ASSIGNED TASK 1: Using the article on virtual try-on for eyewear, decide whether each statement agrees with it: (a) public avoidance is holding VTO back; (b) the process of choosing, measuring and fitting eyewear has changed little since the early last century; (c) VTO technology depends on an eyeglass prescription. Answer yes or no for each, quoting the words of the article that decide it.
ASSIGNED TASK 2: Carry the article on virtual try-on for eyewear forward, starting after its last sentence.

EXCERPT TO READ:
····················

By Barry Santini, ABOM

If you truly want to revolutionize and transform the eyewear shopping experience from one that feels like a necessary evil to one of excitement and desire, you should take a serious look at the latest Virtual Try On technology.

Virtual Try On, better known as VTO, is a technology in its infancy. Surprisingly, VTO is not being held being held back by a lack of technology. Neither is it being hindered through avoidance by the public.

No. VTO is being held back from reaching its full potential as perhaps the greatest tool ever to enhance the process of selecting and selling eyewear by an old and ancient enemy. You, the eyecare professional.

The Wrong Yardsticks
The eyecare profession, seen from a strictly healthcare perspective, is a dynamic, fast changing environment. New findings from vision research, such as the discovery of a unknown layer of the cornea, or the prospect of making the blind see with an artificial retina, are almost becoming common occurrences. Yet, the process of choosing, measuring and fitting eyewear has remained largely unchanged since the early days of the last century. Why? Because the training of ECPs in their approach to fitting glasses remains strictly prescription-based, as in: "Hello. I'd be glad to help you with your new glasses. May I see your prescription?"

VTO technology has nothing to do with an eyeglass prescription. It's all about helping people imagine eyewear, Rx in hand or not, in strictly fashion terms. This is important to our patients. A spectacle lens prescription implies need, fashion implies want. With want comes a mind less concerned with money and more motivated by pleasure. And pleasure fulfillment potentially means an eyewear wardrobe, instead of single pair low cost eyewear. Before you condemn this proposition as unprofessional, when was the last time one of your patients told you wearing eyeglasses was pleasurable?

····················

DATASET ENTRIES:
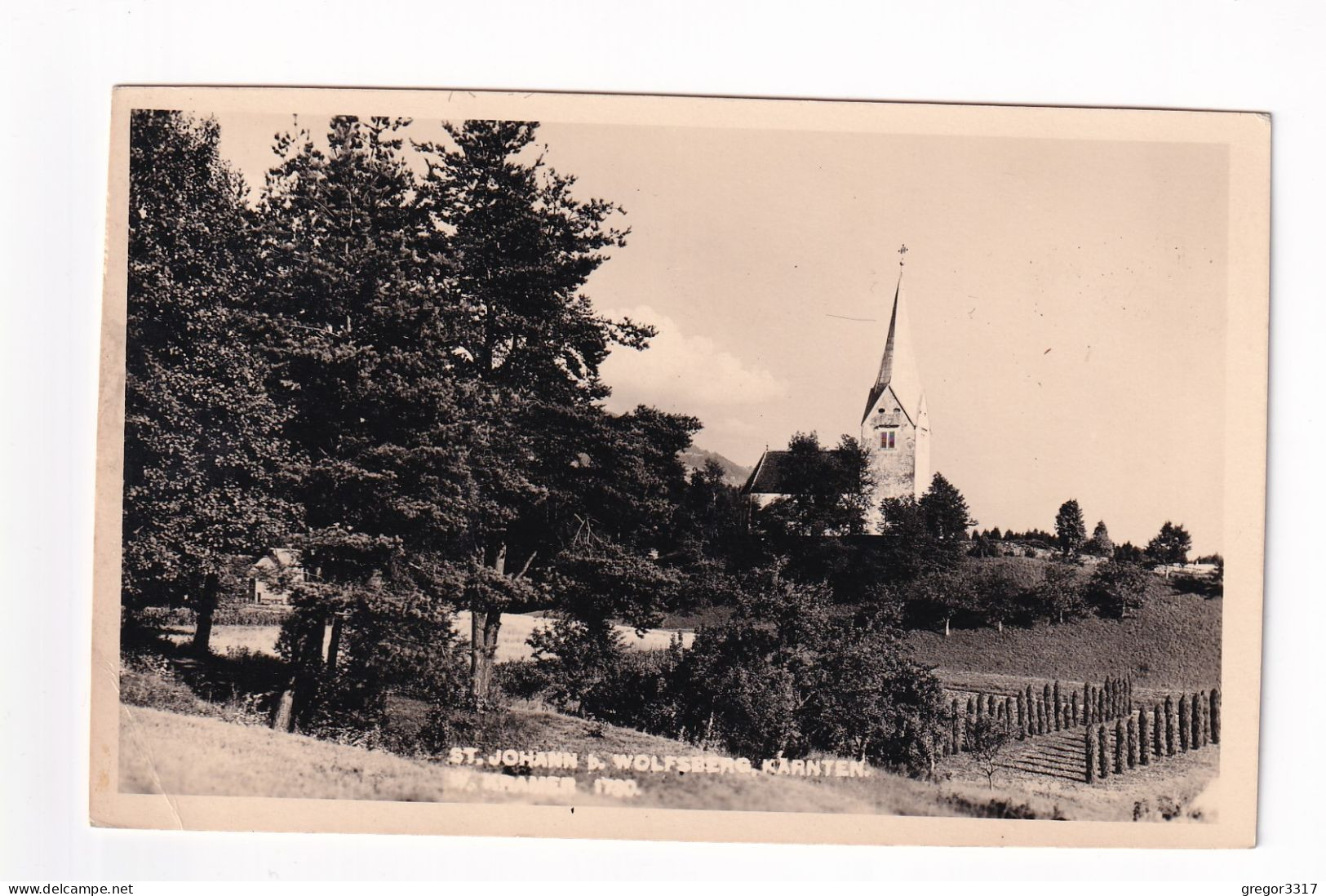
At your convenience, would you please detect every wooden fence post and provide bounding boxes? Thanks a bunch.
[948,697,961,753]
[1114,718,1124,774]
[1095,725,1110,781]
[1179,693,1192,753]
[1138,707,1151,765]
[1082,725,1095,783]
[1164,694,1176,756]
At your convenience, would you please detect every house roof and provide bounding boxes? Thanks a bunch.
[741,448,791,495]
[250,548,299,571]
[861,274,925,425]
[741,448,854,495]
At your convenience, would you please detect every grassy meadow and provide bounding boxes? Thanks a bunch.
[119,705,1216,820]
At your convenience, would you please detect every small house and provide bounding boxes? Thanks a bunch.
[248,548,304,607]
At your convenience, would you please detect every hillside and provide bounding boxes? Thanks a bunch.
[676,446,751,486]
[908,594,1224,690]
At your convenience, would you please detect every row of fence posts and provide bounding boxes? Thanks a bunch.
[942,676,1151,756]
[1084,688,1220,783]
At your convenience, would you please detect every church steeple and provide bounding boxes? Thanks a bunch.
[861,246,929,531]
[861,266,925,425]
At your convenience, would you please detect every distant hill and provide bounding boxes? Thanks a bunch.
[676,446,751,485]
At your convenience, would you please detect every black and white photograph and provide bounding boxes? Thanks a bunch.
[91,89,1269,845]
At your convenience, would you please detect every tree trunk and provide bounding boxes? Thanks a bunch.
[326,614,345,677]
[469,543,507,707]
[193,573,221,656]
[272,679,295,732]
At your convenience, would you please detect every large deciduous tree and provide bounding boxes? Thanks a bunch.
[123,110,297,654]
[1146,520,1192,563]
[760,432,874,538]
[418,121,698,701]
[257,117,474,716]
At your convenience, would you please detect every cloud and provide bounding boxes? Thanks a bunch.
[600,305,787,412]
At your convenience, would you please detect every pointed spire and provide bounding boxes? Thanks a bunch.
[862,258,923,424]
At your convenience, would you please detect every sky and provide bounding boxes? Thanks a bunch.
[209,114,1237,552]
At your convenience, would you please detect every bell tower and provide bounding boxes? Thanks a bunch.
[861,245,929,531]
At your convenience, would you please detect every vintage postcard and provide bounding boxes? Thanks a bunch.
[91,87,1271,847]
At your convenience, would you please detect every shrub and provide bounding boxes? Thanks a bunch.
[1086,559,1151,619]
[670,570,949,771]
[972,716,1008,790]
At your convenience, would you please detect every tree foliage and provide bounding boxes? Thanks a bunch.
[1146,520,1192,563]
[1054,499,1086,554]
[123,110,299,650]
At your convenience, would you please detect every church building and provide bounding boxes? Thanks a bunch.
[741,253,931,533]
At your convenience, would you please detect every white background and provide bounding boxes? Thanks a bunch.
[0,0,1326,894]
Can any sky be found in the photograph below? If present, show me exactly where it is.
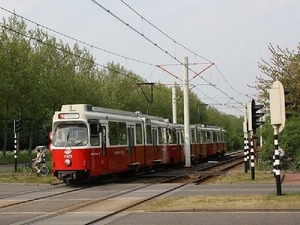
[0,0,300,116]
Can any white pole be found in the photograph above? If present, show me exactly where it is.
[183,57,191,167]
[172,82,177,123]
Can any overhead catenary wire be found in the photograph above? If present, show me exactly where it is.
[120,0,246,100]
[91,0,243,106]
[0,6,240,114]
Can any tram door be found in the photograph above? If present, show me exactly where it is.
[101,126,108,173]
[152,128,158,159]
[127,125,136,163]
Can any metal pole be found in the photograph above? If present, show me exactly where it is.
[250,132,255,180]
[273,125,281,195]
[172,83,177,123]
[14,132,18,172]
[244,133,248,173]
[183,57,191,167]
[243,103,248,173]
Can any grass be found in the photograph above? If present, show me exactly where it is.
[139,193,300,211]
[0,171,59,184]
[0,150,59,184]
[139,167,300,211]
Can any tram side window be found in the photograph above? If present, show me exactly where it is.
[196,131,201,144]
[118,122,127,145]
[158,127,164,144]
[146,125,152,144]
[191,129,196,144]
[135,124,143,144]
[108,121,127,145]
[108,121,118,145]
[158,127,168,144]
[212,132,218,143]
[90,124,100,146]
[200,131,208,144]
[207,131,212,143]
[171,129,177,144]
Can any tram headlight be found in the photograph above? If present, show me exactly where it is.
[65,159,72,166]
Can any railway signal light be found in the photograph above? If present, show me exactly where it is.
[270,80,292,132]
[14,119,22,133]
[248,99,265,134]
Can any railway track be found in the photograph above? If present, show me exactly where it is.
[0,152,242,225]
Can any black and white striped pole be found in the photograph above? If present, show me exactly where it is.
[273,126,281,195]
[243,104,249,173]
[250,132,255,180]
[14,119,22,172]
[269,80,290,195]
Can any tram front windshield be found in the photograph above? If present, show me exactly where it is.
[53,124,88,147]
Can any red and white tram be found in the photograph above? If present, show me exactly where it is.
[51,104,226,184]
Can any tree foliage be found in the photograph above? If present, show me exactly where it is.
[0,16,243,152]
[255,44,300,158]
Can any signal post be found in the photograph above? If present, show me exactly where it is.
[248,99,265,180]
[269,80,291,195]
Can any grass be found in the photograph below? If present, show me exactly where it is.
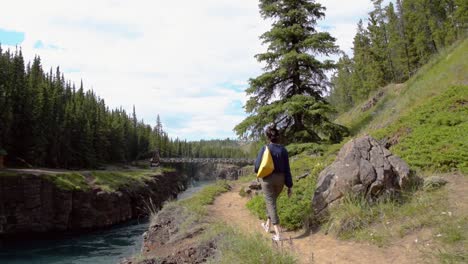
[247,141,342,230]
[144,177,296,264]
[0,168,167,192]
[326,190,448,246]
[241,39,468,263]
[205,223,297,264]
[179,181,230,218]
[374,86,468,174]
[91,170,162,192]
[336,39,468,139]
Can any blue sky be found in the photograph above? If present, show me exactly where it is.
[0,28,24,46]
[0,0,378,140]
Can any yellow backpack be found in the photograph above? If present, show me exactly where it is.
[257,146,275,178]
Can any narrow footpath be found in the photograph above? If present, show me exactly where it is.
[209,184,424,264]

····················

FINAL ANSWER 1:
(a) No: "Neither is it being hindered through avoidance by the public."
(b) Yes: "the process of choosing, measuring and fitting eyewear has remained largely unchanged since the early days of the last century."
(c) No: "VTO technology has nothing to do with an eyeglass prescription."

FINAL ANSWER 2:
We eyecare professionals have been myopic in our approach to fitting eyewear. We've failed to see the forest for the trees. If we want the public to view glasses as a fashion opportunity and freed of prescription-need dependence, we're going to have to place far less emphasis on our trusted yardsticks, including rulers, seg gauges and lens clocks. We need to begin to transform the public's view of eyewear from something to be avoided to a want with the power and draw of fashion. VTO is the perfect transformative agent to do the job.

Step into the World of VTO
Advancements in software, pixel density and display resolution have finally brought us to the juncture where a serious case can be made that the act of placing an image of a frame upon a person's face, instead of the actual frame itself, is the best way to raise eyewear to the class of fashion including shoes, watches and jewelry. Think about it: With VTO, the wearer instantly becomes a member of the jury, with an equal voice in the voting process, instead of the defendant. Using Virtual Try On technology, an ECP can and should step back from the normal concentration on one's face, skin, eye color and hair, and see the eyewear in the larger overall context of a wardrobe, which finally frees eyewear from its one-style-fits-all prison. And by expanding the color, style and texture of the surrounding clothing, which VTO makes easy, both the ECP and the wearer are no longer held hostage to the influence of the clothing worn that day.

If you truly want to revolutionize and transform the eyewear shopping experience from one that feels like a necessary evil to one of excitement and desire, you should take a serious look at the latest Virtual Try On technology. I don't know about you, but I would give anything to not hear "I hate choosing new glasses" ever again.